To answer, print the line containing "pixel 366 80" and each line after it in the listing below, exactly as they stand.

▶ _The data_:
((

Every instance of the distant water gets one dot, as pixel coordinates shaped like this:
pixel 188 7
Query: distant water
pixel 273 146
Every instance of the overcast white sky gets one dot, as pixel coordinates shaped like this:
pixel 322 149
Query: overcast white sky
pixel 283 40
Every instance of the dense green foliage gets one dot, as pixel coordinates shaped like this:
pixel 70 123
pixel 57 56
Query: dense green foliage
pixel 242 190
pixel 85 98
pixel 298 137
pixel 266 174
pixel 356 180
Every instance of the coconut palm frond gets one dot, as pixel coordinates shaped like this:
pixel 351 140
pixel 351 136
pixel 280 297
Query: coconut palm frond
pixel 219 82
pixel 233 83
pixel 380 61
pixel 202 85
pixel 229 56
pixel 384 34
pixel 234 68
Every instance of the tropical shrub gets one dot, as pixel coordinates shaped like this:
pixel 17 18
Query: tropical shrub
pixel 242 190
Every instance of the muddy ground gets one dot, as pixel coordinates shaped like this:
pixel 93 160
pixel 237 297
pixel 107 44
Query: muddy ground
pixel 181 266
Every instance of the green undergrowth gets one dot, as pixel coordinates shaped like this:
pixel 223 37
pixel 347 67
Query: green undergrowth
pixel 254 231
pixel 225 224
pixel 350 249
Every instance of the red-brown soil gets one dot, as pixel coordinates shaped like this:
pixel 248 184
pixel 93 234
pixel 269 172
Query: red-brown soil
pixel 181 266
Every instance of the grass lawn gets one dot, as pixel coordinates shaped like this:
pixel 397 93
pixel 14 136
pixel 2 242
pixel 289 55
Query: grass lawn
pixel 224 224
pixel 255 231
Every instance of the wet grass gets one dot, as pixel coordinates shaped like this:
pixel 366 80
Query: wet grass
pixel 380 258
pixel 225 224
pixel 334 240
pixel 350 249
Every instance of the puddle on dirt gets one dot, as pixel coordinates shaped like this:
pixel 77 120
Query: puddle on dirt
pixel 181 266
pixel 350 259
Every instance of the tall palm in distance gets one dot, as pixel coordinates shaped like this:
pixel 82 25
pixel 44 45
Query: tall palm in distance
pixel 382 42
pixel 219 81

))

▶ _Solution for this exercise_:
pixel 366 80
Query: wet grass
pixel 380 258
pixel 225 224
pixel 334 240
pixel 350 249
Every instance of the puddle on dirt gets one dot, as pixel coordinates shaped like this:
pixel 77 120
Query: puddle on dirt
pixel 181 266
pixel 350 259
Every instance of the tall palm in distance gets one dot, as pixel coordinates shaped like this:
pixel 82 25
pixel 44 45
Query: tall palm in distance
pixel 382 42
pixel 219 81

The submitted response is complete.